(Rows drawn from a dataset)
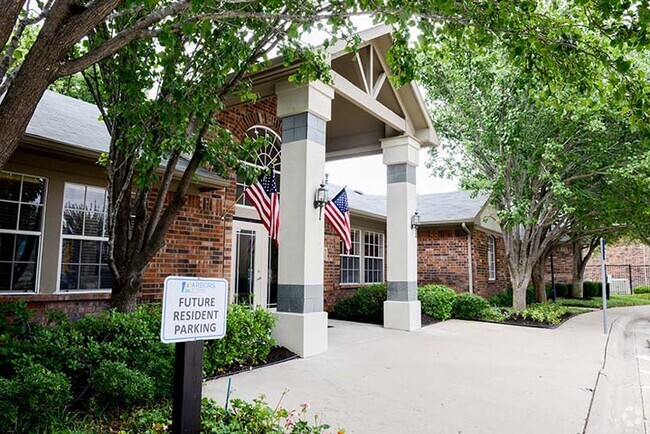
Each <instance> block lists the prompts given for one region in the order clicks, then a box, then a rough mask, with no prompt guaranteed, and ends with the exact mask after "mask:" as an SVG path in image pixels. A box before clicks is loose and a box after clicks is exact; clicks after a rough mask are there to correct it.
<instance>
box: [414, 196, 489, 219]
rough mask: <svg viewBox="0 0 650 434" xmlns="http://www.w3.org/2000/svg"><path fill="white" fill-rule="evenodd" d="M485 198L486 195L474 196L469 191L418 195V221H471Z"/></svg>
mask: <svg viewBox="0 0 650 434" xmlns="http://www.w3.org/2000/svg"><path fill="white" fill-rule="evenodd" d="M487 200H488V198H487V196H475V197H474V194H473V193H472V192H469V191H454V192H450V193H436V194H424V195H420V196H418V212H419V214H420V221H421V222H422V224H434V223H468V222H473V221H474V220H475V219H476V217H477V216H478V215H479V213H480V212H481V210H482V209H483V207H484V206H485V204H486V203H487Z"/></svg>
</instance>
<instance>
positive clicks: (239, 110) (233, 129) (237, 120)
mask: <svg viewBox="0 0 650 434" xmlns="http://www.w3.org/2000/svg"><path fill="white" fill-rule="evenodd" d="M277 102H278V101H277V98H276V97H275V96H271V97H268V98H265V99H261V100H259V101H255V102H251V103H247V104H242V105H239V106H236V107H233V108H231V109H228V110H224V111H223V112H221V113H220V114H219V116H218V118H217V119H218V120H219V124H221V126H222V127H224V128H226V129H228V130H230V132H231V133H232V134H233V136H234V137H235V139H237V140H241V138H242V137H243V136H244V133H246V130H248V129H249V128H250V127H252V126H254V125H263V126H265V127H269V128H271V129H272V130H274V131H275V132H276V133H278V134H281V132H282V120H281V119H280V118H278V117H277V116H276V113H277Z"/></svg>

## WORK REQUIRED
Render every row above as a numbered list, one item per line, without blank lines or the pictures.

## RESPONSE BOX
1. Each <instance> block lists the prompts given for one region in the order clicks, then a box, then a rough mask, with no prompt guaranteed, and ends with the exact mask after "mask:" as an SVG path in image pixels. A box before clicks is loose and a box after clicks is exact; clicks after a rough mask are there to correct it.
2. <instance>
3. box: [414, 196, 489, 219]
4. rough mask: <svg viewBox="0 0 650 434" xmlns="http://www.w3.org/2000/svg"><path fill="white" fill-rule="evenodd" d="M485 198L486 195L474 196L469 191L418 195V221H471Z"/></svg>
5. mask: <svg viewBox="0 0 650 434" xmlns="http://www.w3.org/2000/svg"><path fill="white" fill-rule="evenodd" d="M487 200H488V198H487V196H475V197H474V194H473V193H472V192H469V191H454V192H450V193H436V194H424V195H420V196H418V212H419V214H420V221H421V222H422V224H434V223H468V222H473V221H474V220H475V219H476V217H477V216H478V215H479V213H480V212H481V210H482V209H483V207H484V206H485V204H486V203H487Z"/></svg>
6. </instance>
7. <instance>
8. positive clicks: (239, 110) (233, 129) (237, 120)
9. mask: <svg viewBox="0 0 650 434" xmlns="http://www.w3.org/2000/svg"><path fill="white" fill-rule="evenodd" d="M277 102H278V101H277V98H276V97H275V96H271V97H268V98H265V99H261V100H259V101H255V102H251V103H247V104H242V105H239V106H236V107H233V108H231V109H228V110H224V111H223V112H221V113H220V114H219V116H218V118H217V119H218V120H219V124H221V126H222V127H224V128H226V129H228V130H230V132H231V133H232V134H233V136H234V137H235V139H237V140H241V138H242V137H243V136H244V133H246V130H248V129H249V128H250V127H252V126H254V125H263V126H265V127H269V128H271V129H272V130H274V131H275V132H276V133H278V134H281V132H282V120H281V119H280V118H278V117H277V116H276V113H277Z"/></svg>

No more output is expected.